### Material to process

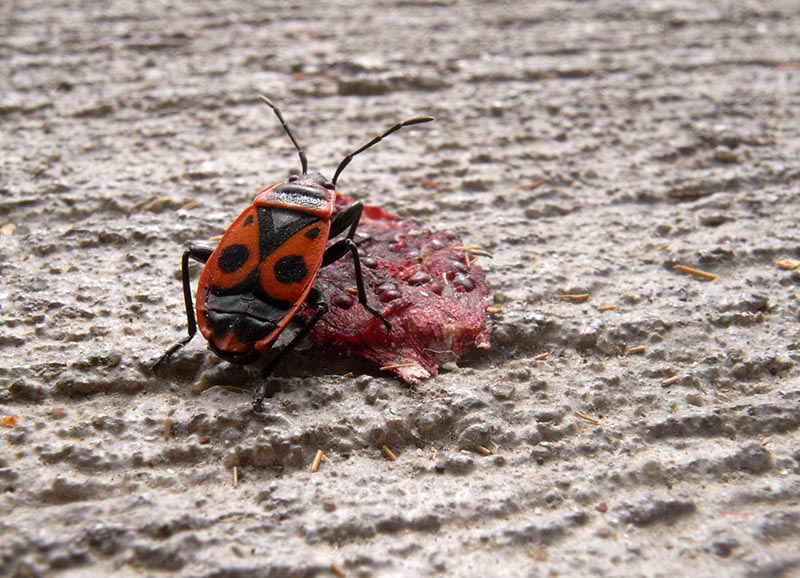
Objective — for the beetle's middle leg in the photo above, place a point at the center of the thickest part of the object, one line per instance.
(349, 218)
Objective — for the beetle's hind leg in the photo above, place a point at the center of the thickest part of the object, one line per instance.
(320, 309)
(201, 254)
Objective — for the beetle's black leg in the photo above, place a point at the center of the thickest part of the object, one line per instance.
(199, 253)
(261, 391)
(349, 218)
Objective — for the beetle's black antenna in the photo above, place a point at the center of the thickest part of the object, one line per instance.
(303, 159)
(346, 160)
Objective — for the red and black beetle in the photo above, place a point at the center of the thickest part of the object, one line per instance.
(265, 266)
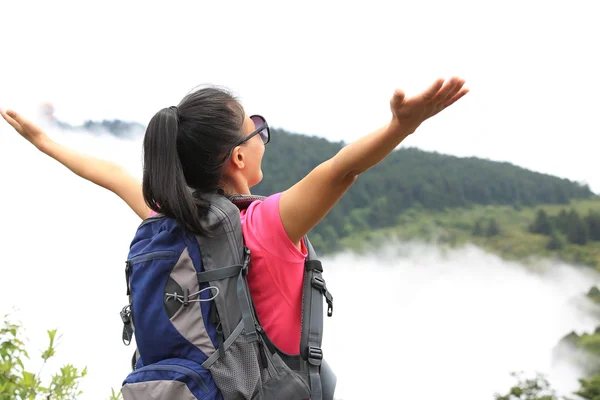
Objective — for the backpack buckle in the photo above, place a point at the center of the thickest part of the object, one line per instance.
(315, 355)
(318, 283)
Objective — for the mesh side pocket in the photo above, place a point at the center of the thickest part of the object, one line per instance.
(238, 374)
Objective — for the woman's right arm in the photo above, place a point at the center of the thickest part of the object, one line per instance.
(103, 173)
(303, 205)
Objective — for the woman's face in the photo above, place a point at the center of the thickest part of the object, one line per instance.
(252, 152)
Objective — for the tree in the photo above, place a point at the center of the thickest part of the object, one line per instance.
(478, 228)
(592, 220)
(16, 383)
(541, 225)
(493, 229)
(590, 388)
(556, 242)
(537, 388)
(576, 229)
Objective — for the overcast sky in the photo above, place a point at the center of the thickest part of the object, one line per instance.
(325, 68)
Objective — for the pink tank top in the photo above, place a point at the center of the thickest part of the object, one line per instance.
(276, 273)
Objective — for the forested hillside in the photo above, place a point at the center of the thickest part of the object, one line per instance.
(408, 178)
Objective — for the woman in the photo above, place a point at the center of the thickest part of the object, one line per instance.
(208, 143)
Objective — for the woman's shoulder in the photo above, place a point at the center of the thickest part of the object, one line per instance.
(263, 228)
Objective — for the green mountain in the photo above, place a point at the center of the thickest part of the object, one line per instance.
(409, 179)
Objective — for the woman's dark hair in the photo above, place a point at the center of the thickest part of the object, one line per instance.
(185, 148)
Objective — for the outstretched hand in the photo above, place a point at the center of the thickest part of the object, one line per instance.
(410, 112)
(26, 128)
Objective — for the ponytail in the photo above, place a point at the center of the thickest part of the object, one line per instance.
(164, 184)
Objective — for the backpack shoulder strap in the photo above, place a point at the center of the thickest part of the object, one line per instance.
(312, 318)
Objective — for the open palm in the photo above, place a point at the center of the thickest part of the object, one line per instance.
(410, 112)
(26, 128)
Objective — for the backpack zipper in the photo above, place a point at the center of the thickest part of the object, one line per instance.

### Exercise task
Rewrite all of the data above, changing every "thickest part" to "widest part" and keeping everything else the same. Leave out the pictures.

### Answer to the task
Objective — for the beetle's middle leg in the photo above, place a point at the center of the widest part of the object, one line per instance.
(349, 218)
Objective — for the beetle's hind leg in the photo above, place a point at the center of the widest part of the object, one line per instance.
(320, 309)
(201, 254)
Objective — for the beetle's black leg in the photo above, place a point at the center of the widest part of the object, one line per instance.
(199, 253)
(261, 391)
(349, 218)
Objective — for the beetle's black antenna in the photo above, place a point at the center of the widest part of the object, one line per instance.
(303, 159)
(346, 160)
Objective — for the red and black beetle in the photo above, place a point at the center of the widest part of the object, one line per instance.
(265, 266)
Objective — for the backpack buckle in the photo above, place a point at the center of the widest part of the object, one line per instance.
(315, 355)
(318, 283)
Objective — for the mesh side pocket in the photo above, place a point at the center of the widest part of the object, one line per instance.
(238, 374)
Objective — for the woman's right arm in the photo above, place a point at the center of the widest part of the object, one line per instance.
(103, 173)
(303, 205)
Objective — for the woman's face in the photo above, place a point at the center of the widest part of the object, one line per instance.
(252, 152)
Objective — for the tree in the photo above, place a point at the center of the widest part of the object, one line per instance.
(478, 228)
(592, 220)
(16, 383)
(541, 225)
(493, 229)
(590, 388)
(556, 242)
(537, 388)
(576, 229)
Objective — for the overcast sky in the photo above, place a point at the center of the widest part of the object, one line per instance.
(325, 68)
Objective — for the pink tank top in the photo above, place a point at the center of the widest part of the object, one line per instance.
(276, 273)
Objective — for the forested hillside in the photo above, place a point at the center of the widest part of the object, one line per instance.
(408, 178)
Objective — for the woman in the photo above, place a point at the center of the widest part of the object, one line per instance.
(208, 143)
Objective — for the woman's shoulder in the photo above, place a point at the center of the widest part of the object, one line per instance.
(263, 228)
Objective — for the green mountain in the photo above, place a point at the center of the widest part of the object, one line per instance.
(409, 179)
Objective — for the woman's dark hair in the photo above, place a point at the center of the widest part of the object, one line per instance.
(185, 148)
Objective — for the outstretched hand in the photo above, place a point at the center of the widest part of the object, one line per instance.
(410, 112)
(26, 128)
Objective — for the ponytail in the photo above, place a point at the center of the widest part of the object, one line per instance.
(164, 184)
Objective — for the backpack shoulder strap in the photo above, place a point at the center of the widest part of the object, one line per instance.
(312, 318)
Objective — for the open palm in the photo above, place a point at the center of the widest part of the object, one line per instance.
(410, 112)
(26, 128)
Objective — for the backpack zipper in the photo above, place a point at the center of the widest part of the object, one line per instance.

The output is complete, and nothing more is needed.